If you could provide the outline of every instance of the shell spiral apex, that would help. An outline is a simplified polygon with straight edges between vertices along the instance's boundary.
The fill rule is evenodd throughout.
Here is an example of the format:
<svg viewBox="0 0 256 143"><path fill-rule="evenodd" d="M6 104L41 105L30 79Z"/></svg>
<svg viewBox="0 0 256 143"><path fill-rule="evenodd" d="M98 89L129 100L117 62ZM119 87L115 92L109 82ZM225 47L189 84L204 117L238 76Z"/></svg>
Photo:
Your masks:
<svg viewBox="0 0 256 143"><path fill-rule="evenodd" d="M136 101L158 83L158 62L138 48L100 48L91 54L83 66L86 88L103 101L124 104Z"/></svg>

**********

*Exercise details*. Revise the material above by replacing "simplified polygon" with "rough polygon", leaving everything else unchanged.

*The solution*.
If you could provide the outline of every instance of the shell spiral apex, that would help. An outline is a rough polygon with straight edges between vertices along the instance's boundary.
The fill rule is evenodd throughout.
Here is an example of the format:
<svg viewBox="0 0 256 143"><path fill-rule="evenodd" d="M6 104L41 105L30 79Z"/></svg>
<svg viewBox="0 0 256 143"><path fill-rule="evenodd" d="M98 89L129 100L117 62ZM119 87L115 92L109 82ZM225 47L189 84L204 117L238 76Z"/></svg>
Photo:
Your masks:
<svg viewBox="0 0 256 143"><path fill-rule="evenodd" d="M136 101L158 83L158 62L138 48L100 48L91 54L83 66L86 88L103 101L124 104Z"/></svg>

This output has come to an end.